* BEGIN *

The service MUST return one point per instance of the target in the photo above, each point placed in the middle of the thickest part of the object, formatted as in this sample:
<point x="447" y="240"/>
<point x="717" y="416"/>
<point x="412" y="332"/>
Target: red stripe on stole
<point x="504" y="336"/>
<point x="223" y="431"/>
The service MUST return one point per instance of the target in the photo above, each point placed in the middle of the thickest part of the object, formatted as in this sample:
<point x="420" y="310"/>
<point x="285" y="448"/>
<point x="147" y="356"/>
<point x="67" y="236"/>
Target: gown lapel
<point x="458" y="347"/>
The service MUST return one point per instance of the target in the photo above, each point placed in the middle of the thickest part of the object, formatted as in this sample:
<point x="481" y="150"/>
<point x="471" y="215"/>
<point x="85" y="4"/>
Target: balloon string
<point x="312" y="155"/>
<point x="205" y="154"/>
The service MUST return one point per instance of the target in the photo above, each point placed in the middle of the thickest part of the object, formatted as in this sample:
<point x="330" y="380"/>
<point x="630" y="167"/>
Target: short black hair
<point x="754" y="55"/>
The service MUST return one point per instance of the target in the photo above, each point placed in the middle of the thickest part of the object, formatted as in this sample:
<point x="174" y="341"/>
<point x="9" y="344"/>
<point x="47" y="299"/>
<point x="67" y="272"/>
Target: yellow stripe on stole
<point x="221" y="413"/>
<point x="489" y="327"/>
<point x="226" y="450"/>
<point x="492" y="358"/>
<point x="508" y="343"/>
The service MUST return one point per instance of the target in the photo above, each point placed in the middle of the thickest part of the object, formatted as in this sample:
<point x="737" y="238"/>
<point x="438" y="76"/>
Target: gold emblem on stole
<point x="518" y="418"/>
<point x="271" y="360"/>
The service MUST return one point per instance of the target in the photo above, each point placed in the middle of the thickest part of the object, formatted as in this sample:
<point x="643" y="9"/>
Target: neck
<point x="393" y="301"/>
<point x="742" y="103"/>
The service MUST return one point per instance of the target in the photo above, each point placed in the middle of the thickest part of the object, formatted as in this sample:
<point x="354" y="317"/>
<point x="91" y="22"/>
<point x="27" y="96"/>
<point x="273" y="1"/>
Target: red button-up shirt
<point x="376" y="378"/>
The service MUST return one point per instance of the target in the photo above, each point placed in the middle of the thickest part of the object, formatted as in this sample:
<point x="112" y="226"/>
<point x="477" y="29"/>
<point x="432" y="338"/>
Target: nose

* END *

**Brief**
Write out every line exactly as it stands.

**Result**
The service MUST return one point per instance of the target in the photo above, each point placed in the middle of the thickest part of the object, formatted as in this sample:
<point x="447" y="240"/>
<point x="717" y="416"/>
<point x="412" y="332"/>
Target: red stripe on stole
<point x="504" y="336"/>
<point x="223" y="431"/>
The service MUST return one point per instance of the target in the photo above, each point placed in the middle of the thickest part of the object, formatted as in this sample:
<point x="420" y="310"/>
<point x="285" y="448"/>
<point x="147" y="356"/>
<point x="67" y="236"/>
Target: gown lapel
<point x="458" y="347"/>
The service MUST return one point per instance of the target in the photo above, each point placed in the middle of the thickest part of the object, formatted as in this sample:
<point x="481" y="150"/>
<point x="471" y="215"/>
<point x="85" y="4"/>
Target: balloon string
<point x="312" y="155"/>
<point x="205" y="154"/>
The service MUST return one point per instance of the target in the photo above, each point placed in the middle of the thickest part of the object, formatted as in this sample:
<point x="330" y="380"/>
<point x="630" y="167"/>
Target: short black hair
<point x="754" y="55"/>
The service MUST return one point per instance of the target in the photo above, each point placed in the middle of the thickest part of the object, formatted as in this sample:
<point x="174" y="341"/>
<point x="9" y="344"/>
<point x="47" y="299"/>
<point x="67" y="272"/>
Target: yellow stripe on stole
<point x="221" y="413"/>
<point x="489" y="327"/>
<point x="226" y="450"/>
<point x="492" y="358"/>
<point x="508" y="343"/>
The service MUST return one point per instance of the target in the photo above, each point placed in the middle of the thickest part of the object, formatted as in this sample:
<point x="737" y="238"/>
<point x="438" y="76"/>
Target: gold emblem on stole
<point x="518" y="418"/>
<point x="271" y="360"/>
The service MUST return one point per instance of the target in the photo above, each point placed in the middle of the thickest part of the object, formatted as in this sample:
<point x="643" y="9"/>
Target: neck
<point x="393" y="301"/>
<point x="742" y="103"/>
The service MUST return one point per instance of the target in the photo above, each point placed in the middle of the thickest part of the object, formatted as in this sample:
<point x="354" y="317"/>
<point x="91" y="22"/>
<point x="27" y="96"/>
<point x="273" y="1"/>
Target: red button-up shirt
<point x="376" y="378"/>
The service MUST return one point per instance of the target in the photo above, each point placed in the middle of the thickest part of the object, formatted as in this sample:
<point x="112" y="226"/>
<point x="477" y="29"/>
<point x="432" y="338"/>
Target: nose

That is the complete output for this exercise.